Image point annotation entries:

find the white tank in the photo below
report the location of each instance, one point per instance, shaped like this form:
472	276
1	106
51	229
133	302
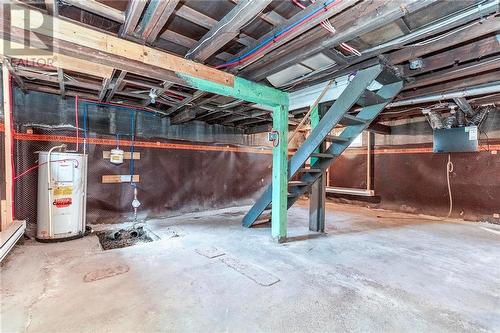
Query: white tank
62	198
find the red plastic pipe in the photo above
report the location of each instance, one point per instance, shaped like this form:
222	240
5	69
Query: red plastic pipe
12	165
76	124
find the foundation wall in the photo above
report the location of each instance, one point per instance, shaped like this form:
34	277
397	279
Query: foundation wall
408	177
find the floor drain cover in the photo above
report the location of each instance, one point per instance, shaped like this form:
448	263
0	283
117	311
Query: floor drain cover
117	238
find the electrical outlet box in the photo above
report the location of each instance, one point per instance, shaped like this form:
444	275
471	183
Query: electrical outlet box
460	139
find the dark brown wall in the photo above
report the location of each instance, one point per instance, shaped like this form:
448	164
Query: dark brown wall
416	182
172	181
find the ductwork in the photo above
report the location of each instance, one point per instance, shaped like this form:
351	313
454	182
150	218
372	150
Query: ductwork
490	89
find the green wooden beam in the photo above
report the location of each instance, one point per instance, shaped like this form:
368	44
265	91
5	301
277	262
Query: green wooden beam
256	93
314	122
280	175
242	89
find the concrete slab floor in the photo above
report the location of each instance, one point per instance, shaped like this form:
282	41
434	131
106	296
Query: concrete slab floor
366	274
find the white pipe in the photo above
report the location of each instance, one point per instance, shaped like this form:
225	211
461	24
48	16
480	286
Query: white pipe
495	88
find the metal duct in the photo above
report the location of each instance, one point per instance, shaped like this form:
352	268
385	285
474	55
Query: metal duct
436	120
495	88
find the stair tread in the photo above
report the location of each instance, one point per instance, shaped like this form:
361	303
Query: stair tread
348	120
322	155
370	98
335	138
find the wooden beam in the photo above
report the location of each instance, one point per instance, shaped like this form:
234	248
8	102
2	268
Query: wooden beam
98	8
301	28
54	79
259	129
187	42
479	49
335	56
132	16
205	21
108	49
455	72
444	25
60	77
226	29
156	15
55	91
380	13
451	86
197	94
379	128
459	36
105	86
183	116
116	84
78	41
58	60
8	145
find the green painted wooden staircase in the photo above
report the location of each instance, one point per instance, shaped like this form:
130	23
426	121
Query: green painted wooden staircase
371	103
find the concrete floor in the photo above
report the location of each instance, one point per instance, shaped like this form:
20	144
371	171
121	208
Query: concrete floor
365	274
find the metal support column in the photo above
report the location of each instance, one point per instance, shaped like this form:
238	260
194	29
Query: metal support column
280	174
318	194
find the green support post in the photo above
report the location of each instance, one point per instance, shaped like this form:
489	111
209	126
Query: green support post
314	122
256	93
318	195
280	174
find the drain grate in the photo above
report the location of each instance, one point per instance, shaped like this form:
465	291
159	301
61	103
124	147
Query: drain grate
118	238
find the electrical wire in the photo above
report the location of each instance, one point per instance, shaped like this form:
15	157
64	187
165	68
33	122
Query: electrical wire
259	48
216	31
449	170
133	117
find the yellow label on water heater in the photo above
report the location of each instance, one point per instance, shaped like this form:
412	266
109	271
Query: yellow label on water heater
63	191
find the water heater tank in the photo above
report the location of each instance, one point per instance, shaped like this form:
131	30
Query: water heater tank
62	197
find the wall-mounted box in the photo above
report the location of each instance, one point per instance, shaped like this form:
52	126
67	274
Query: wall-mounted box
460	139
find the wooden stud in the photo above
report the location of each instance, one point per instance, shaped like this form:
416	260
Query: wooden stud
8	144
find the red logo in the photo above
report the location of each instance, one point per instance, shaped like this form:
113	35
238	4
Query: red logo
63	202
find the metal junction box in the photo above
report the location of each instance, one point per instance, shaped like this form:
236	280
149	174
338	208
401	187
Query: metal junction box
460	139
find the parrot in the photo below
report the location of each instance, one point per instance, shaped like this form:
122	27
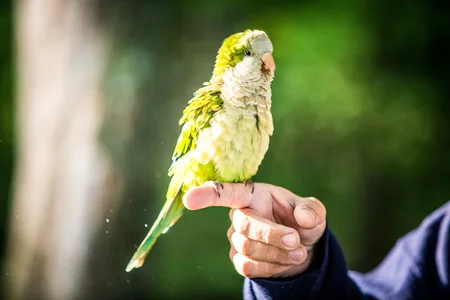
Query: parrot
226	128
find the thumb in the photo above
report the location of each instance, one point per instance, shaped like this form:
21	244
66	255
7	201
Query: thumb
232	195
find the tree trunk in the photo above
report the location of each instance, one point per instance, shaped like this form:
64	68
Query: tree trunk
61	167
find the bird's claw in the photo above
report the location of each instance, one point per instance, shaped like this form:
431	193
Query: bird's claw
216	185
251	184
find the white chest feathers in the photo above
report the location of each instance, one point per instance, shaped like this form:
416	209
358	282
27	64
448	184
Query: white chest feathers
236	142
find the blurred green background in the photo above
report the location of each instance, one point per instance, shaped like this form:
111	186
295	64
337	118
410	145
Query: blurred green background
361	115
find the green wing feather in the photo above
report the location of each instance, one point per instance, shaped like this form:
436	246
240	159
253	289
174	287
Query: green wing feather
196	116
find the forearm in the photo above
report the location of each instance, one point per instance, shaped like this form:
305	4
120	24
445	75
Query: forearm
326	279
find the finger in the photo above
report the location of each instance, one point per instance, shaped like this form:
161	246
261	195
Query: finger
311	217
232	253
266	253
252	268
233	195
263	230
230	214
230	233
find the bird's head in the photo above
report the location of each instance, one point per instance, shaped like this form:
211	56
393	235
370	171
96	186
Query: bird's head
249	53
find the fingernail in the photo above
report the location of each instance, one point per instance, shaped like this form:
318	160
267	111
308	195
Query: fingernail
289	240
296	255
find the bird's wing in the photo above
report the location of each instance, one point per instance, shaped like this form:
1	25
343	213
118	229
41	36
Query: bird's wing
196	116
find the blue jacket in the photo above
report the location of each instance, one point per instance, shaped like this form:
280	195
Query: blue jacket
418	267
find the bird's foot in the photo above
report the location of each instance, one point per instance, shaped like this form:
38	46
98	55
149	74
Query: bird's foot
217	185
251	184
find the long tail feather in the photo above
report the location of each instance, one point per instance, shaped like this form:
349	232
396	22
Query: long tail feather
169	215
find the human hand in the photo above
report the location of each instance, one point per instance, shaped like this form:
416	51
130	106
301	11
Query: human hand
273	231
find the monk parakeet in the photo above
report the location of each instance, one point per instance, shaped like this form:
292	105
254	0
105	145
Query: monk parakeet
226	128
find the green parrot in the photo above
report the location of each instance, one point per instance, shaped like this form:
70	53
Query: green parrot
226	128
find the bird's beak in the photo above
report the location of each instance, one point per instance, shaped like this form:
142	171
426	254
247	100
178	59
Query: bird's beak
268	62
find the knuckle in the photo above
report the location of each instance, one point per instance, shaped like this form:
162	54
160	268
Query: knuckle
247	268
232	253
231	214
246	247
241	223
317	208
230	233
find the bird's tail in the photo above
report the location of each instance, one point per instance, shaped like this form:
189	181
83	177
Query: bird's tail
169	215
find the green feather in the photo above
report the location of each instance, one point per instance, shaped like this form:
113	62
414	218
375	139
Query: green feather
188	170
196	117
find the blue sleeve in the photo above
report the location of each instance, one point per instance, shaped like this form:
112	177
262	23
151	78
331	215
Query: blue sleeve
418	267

▸ **PROMPT**
Add 49 to every coordinate in the answers and write out the stretch from the line containing "find the bird's tail in the photo above" through the end of the records, requests included. Keep the numbers in the format samples unchanged.

▸ **EXERCISE SOLUTION**
find the bird's tail in the photo above
report the location of each instance, one point per instance, shaped like this form:
189	181
83	177
Query: bird's tail
218	264
find the green feather in the photo above
report the location of each instance, one point per instance, shaped like this form:
113	62
414	218
375	139
Query: green feather
237	219
245	166
find the blue sleeve in the photo above
report the location of each instance, one point per instance, shaped like this form:
112	177
262	23
151	78
331	215
Query: blue sleeve
467	316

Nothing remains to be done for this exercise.